begin

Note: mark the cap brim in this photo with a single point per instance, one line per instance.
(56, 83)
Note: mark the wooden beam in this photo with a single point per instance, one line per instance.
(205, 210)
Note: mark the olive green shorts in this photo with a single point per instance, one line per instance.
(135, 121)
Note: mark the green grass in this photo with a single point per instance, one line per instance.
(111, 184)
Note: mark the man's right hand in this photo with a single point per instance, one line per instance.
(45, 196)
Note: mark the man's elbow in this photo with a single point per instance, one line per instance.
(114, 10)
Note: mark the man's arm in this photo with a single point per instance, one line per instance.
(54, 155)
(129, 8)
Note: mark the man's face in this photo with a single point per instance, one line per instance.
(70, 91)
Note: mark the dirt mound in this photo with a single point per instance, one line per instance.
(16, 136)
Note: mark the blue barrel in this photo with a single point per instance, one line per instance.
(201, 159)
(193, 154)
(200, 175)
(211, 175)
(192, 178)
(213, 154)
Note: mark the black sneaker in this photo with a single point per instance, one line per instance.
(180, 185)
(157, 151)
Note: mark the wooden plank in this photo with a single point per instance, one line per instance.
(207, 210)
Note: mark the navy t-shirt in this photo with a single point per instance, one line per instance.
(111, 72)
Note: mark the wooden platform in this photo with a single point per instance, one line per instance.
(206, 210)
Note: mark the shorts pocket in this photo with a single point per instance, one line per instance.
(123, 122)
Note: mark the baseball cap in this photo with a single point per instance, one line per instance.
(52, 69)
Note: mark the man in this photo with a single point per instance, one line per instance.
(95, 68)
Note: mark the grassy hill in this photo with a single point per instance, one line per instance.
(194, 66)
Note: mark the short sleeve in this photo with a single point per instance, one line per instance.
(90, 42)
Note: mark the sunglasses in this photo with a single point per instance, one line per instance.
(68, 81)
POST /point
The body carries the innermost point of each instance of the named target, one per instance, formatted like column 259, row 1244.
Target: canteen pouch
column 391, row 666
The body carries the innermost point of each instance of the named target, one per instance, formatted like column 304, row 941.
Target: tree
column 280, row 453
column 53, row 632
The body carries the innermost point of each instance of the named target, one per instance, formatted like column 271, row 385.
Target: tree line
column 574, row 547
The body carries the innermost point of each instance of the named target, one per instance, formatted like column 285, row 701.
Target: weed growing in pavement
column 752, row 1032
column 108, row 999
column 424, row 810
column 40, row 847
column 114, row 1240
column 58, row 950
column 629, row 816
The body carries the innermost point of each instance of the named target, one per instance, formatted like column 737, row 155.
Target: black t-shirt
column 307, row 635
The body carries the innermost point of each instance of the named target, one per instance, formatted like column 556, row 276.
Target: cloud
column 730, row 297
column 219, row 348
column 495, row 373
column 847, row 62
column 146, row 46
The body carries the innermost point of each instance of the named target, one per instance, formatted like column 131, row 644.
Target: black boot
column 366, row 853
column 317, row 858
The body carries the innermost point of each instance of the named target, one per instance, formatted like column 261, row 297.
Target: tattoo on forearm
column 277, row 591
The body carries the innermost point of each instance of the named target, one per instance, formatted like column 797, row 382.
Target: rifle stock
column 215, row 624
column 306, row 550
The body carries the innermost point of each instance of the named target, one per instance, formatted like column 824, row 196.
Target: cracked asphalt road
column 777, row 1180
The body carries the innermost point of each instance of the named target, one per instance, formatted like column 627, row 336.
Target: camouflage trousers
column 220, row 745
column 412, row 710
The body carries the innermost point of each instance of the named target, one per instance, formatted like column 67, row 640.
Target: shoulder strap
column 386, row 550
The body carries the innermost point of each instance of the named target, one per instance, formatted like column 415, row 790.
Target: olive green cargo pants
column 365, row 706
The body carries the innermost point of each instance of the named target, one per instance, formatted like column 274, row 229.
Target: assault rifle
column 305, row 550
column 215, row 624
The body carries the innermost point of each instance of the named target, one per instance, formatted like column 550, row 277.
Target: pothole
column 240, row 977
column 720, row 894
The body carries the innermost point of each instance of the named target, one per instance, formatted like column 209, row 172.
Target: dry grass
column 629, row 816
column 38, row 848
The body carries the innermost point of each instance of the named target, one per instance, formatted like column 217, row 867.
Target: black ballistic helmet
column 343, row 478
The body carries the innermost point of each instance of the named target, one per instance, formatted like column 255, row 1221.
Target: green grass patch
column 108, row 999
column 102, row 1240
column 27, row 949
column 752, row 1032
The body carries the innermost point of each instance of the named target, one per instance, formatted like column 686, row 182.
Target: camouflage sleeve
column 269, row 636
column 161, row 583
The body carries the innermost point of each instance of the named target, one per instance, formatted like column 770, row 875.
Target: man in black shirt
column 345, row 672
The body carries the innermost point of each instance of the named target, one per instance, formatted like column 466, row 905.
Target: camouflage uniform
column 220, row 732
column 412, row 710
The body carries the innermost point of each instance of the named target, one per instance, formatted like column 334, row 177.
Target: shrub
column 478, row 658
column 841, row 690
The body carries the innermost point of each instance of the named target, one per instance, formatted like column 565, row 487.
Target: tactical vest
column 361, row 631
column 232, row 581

end

## OBJECTIVE
Please reproduce the stretch of the material from the line containing "565, row 487." through the end of the material, with "tactical vest" changed to "utility vest" and nothing else altered.

## SOLUTION FOR THIS EXERCISE
The body carries the innermost point of each instance of the named target, one per instance, formatted like column 565, row 487.
Target: utility vest
column 361, row 631
column 232, row 581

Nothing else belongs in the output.